===== EXCERPT

The Problem Beneath the Problem
A tree can grow around a railroad spike so completely that, after enough time, the spike looks like it belongs there. What started as a small, visible problem becomes buried inside the living structure itself. By the time someone notices the damage, it is no longer a simple fix.
I have been thinking about that image because it explains a lot about how we work, how we live, and how we fool ourselves. Most people get credit for solving problems. Far fewer people learn to identify the real problem in the first place. That second skill is rarer. It is also more valuable.
What We Usually Fix
Most of us respond to what is obvious.
A deadline gets missed, so we push harder. Sales soften, so we rewrite the pitch. A project stalls, so we hold another meeting. Sometimes those actions help. Sometimes they only make us feel productive because they address the visible symptom.
The deeper issue often sits somewhere else.
I realized a long time ago that mature systems have a strange habit. The obvious problems tend to get handled first. What remains are the harder ones. The buried ones. The issues that settle into process, culture, habits, and job roles until people stop seeing them as problems at all. They start calling them normal. They start calling them core functionality.
That is where things get dangerous.
Once a bad process has been around long enough, people protect it. Not because it works well, but because it feels familiar. They have built around it. They have explained it. They have learned how to survive it. The flaw becomes part of the landscape.
"The most valuable person in the room is often not the one with the fastest answer, but the one who can see the problem everyone else has learned to live with."
That kind of discovery changes everything because it interrupts the spell of the status quo. It forces us to admit that what feels permanent may only be tolerated.
The Problem Under the Problem
Let me share the part that matters most.
If you only cut the weed at the surface, it grows back. We all know this in a garden. We forget it everywhere else. Symptom level work feels efficient in the moment, but it creates repetition. The same frustration. The same delay. The same meeting. The same clean up.
Repeat, repeat, repeat.
Root level work is slower. It asks more from us. It requires humility because we may discover that the issue is not where we first pointed. It may be in our assumptions. It may be in our pricing. It may be in the way a proposal is framed. It may be spread across several small decisions that only become visible when other people speak into the situation.

==========

• [TASKS TO COMPLETE]:
1: Update the essay on hidden problems, starting with "Once a bad process" and going on through "only be tolerated.", so that "scenery" stands in place of "landscape".
2: Continue the essay on hidden problems from the point where it stops.

===== DATASET EXCERPTS

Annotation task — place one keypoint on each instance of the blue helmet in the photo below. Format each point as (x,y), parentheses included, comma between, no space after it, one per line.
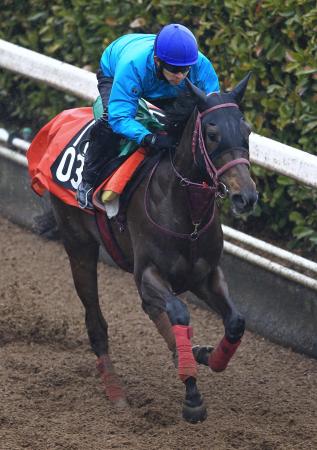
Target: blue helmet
(176,45)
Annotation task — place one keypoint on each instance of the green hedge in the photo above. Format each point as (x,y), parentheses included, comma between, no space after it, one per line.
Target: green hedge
(275,39)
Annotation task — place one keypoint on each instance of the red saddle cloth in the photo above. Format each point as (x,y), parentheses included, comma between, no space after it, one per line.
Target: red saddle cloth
(55,158)
(55,162)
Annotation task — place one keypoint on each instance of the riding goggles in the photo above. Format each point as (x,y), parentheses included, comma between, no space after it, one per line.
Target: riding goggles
(175,69)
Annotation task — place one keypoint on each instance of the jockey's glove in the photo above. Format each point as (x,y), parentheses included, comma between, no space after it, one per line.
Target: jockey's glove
(158,141)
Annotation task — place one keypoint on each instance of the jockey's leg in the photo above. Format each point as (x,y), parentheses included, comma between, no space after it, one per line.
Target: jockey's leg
(214,291)
(171,318)
(103,146)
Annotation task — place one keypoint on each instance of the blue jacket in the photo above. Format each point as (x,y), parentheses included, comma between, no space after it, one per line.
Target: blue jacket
(129,60)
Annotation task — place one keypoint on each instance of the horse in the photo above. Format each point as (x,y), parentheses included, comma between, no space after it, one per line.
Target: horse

==========

• [SOLVED TASKS]:
1:
Once a bad process has been around long enough, people protect it. Not because it works well, but because it feels familiar. They have built around it. They have explained it. They have learned how to survive it. The flaw becomes part of the scenery.
"The most valuable person in the room is often not the one with the fastest answer, but the one who can see the problem everyone else has learned to live with."
That kind of discovery changes everything because it interrupts the spell of the status quo. It forces us to admit that what feels permanent may only be tolerated.

2:
That is another lesson here. We rarely see the whole thing alone.
When you slow down enough to ask better questions, you often find that the problem you noticed is connected to two or three others sitting behind it. What looked like a pricing issue may also be a communication issue. What looked like a performance issue may actually be a clarity issue. What looked like resistance may be confusion that nobody named.
This is why problem discovery is not a hunch. It is a discipline.
It means staying with the tension a little longer. It means using simple frameworks when needed. It means tracing causes instead of reacting to effects. It means caring more about solving the right problem than solving the obvious one quickly.
That takes patience. It also takes courage because people usually reward motion before they reward insight.
Start Digging Today
The tree does not swallow the spike overnight. That is part of the warning.
Small problems become expensive when they are left in place long enough to disappear into the structure. A habit can do that. A business process can do that. A relationship pattern can do that. So can a belief you have stopped examining.
If you want a practical place to begin, pick one recurring frustration in your work or life today. Just one. Then do not ask, "How do I fix this?" not yet. Ask, "What is this a symptom of?" Write down three possible causes. If you can, ask one other person what they see that you do not.
That single step can change the quality of your thinking.
And it may help you find the spike before the tree grows all the way around it.